**WHAT NEEDS TO BE DONE:**
Reproduce every one of the lines below verbatim, omitting the pictures from your output.

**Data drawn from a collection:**
## BEGIN
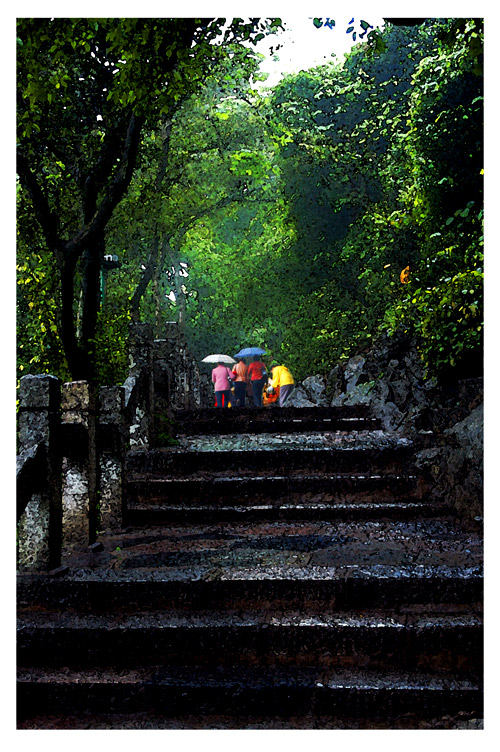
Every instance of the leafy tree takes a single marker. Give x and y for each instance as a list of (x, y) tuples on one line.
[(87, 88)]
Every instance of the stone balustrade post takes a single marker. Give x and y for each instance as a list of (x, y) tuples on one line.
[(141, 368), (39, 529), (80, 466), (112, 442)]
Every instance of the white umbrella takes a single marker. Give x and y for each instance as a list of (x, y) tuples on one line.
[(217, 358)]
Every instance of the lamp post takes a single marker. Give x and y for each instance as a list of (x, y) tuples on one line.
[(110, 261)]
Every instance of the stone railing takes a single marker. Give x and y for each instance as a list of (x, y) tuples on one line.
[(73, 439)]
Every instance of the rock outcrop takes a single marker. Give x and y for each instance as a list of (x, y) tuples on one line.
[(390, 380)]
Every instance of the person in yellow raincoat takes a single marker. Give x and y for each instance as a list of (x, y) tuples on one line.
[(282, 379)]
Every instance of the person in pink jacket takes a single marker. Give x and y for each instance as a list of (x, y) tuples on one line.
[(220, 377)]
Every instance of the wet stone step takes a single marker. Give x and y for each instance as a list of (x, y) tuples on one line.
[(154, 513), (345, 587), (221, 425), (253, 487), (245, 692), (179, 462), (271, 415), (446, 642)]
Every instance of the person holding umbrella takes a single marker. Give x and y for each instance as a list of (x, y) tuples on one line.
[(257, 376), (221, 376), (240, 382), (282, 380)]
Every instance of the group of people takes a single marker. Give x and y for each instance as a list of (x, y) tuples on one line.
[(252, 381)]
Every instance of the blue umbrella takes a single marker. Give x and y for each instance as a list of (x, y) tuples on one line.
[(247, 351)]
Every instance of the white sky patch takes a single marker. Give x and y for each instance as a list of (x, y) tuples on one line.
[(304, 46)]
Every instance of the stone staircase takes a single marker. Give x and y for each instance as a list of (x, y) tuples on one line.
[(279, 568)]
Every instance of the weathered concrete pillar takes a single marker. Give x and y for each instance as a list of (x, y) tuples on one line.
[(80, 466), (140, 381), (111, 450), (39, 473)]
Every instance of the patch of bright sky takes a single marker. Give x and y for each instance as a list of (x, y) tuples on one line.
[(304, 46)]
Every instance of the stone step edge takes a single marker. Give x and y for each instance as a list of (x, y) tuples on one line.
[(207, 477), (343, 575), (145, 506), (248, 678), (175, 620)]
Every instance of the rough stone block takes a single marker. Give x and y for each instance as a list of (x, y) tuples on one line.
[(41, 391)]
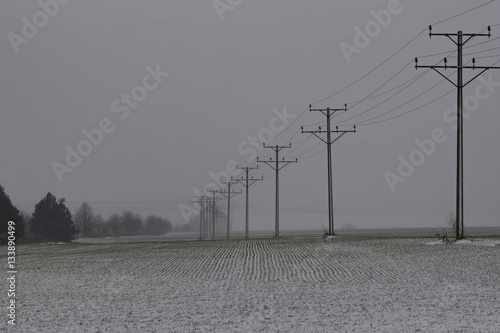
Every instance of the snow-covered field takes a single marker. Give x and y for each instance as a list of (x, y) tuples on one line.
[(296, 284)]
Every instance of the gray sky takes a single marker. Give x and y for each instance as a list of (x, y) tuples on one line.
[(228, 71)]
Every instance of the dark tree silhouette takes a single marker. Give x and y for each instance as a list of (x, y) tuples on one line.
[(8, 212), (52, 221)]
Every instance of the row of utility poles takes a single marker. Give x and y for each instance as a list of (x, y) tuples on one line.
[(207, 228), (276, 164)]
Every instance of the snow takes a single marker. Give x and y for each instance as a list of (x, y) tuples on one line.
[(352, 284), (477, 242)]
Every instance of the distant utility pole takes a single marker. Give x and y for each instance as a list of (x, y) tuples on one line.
## END
**RESULT:**
Every instance of the leafy tree takes a single marker. Give x and y for each instance as a list of (x, y) tuples on one line.
[(87, 88)]
Every instance of the stone balustrade post takes a single marker. Give x and y for each instance as a list of (x, y) tuples on one line.
[(141, 368), (39, 529), (80, 466), (112, 442)]
Every instance of the white umbrella takes a single marker. Give x and y for each instance as a list of (x, y) tuples on one line.
[(217, 358)]
Every instance of the lamp post takes a single marker. Give x and y for each instance as a list of (x, y) tuples on one line.
[(110, 261)]
Every instance of the stone railing takes a single marker. Give x and y for each instance as a list of (x, y) tuples on one line.
[(73, 439)]
Every instance of the rock outcrop takes a single marker. Give x and y for each instance as a list of (x, y) tuples on one line.
[(390, 380)]
Every instance of the person in yellow raincoat takes a single marker. Give x and y for each instance as a list of (x, y) tuples on one line.
[(282, 379)]
Every instance of the person in pink jacket takes a single marker. Give x and y for each instance as a list of (x, y) tuples on one line.
[(220, 377)]
Every instance of the wet stone step takes a single marker. Give x and y for each instance as a list of (x, y) tuples on one line.
[(154, 513), (345, 587), (221, 425), (253, 487), (245, 692), (179, 462), (271, 415), (446, 642)]
Every instance of the person holding umbrella takes a single marker. Give x and y for each instance as a list of (x, y) tuples on one line.
[(257, 376), (221, 376), (240, 382), (282, 380)]
Every instance of the group of people takes a single marker. Give x and y for each instance as a list of (x, y) tuples on one line.
[(252, 381)]
Every instance of the blue umbrella takes a single marker. Give x and y for each instance as a list of (x, y) tuples on one line.
[(247, 351)]
Every instance of the white sky patch takes a single marker. Give x and y for each instance as a list of (x, y) tuples on one line.
[(304, 46)]
Every instance of the stone staircase takes a single marker. Give x and y for each instance as a list of (x, y) tuples on one line.
[(279, 568)]
Every instance of the weathered concrete pillar takes a single marker. Give x and y for each instance as a list of (x, y) tuples on one line.
[(80, 466), (140, 381), (111, 450), (39, 473)]
Every instance of the patch of bright sky takes a single marker. Give x and y for each instance as a list of (x, y) tuples on one line.
[(304, 46)]
Every instance of the stone step edge takes a single marker. Give x and y for each instance as a list of (x, y) tuples on one line.
[(207, 477), (343, 575), (145, 506), (248, 678), (175, 620)]
Every instance of the rough stone block takes a single marker. Give x and y for each instance as a list of (x, y) tuples on one line.
[(41, 391)]
Every instance of the snow-covered field takes a single marker. Give x and y for each instance as a list of (x, y) tuples on one line.
[(296, 284)]
Every instance of the gray sky takes a single marker. Give x and y for each instance as a list of (x, y) tuples on one line.
[(228, 71)]
Every instance of the dark tree silhouette takes a single marker. Give x and y for each instance as a list of (x, y) tuples on one line.
[(8, 212), (52, 221)]
Every instance of the row of utility poles takes a single marker. Give x and y for each instance as a list of (x, y) tuples on one line.
[(207, 228), (276, 164)]
Every instance of the snow takes a single marker. Give x and y for each instance as a list of (x, y) tuples on one line.
[(352, 284), (477, 242)]
Every instance of the distant utility pole takes a single marker. Give x and y for each instance as a list of (x, y) tuples on one line.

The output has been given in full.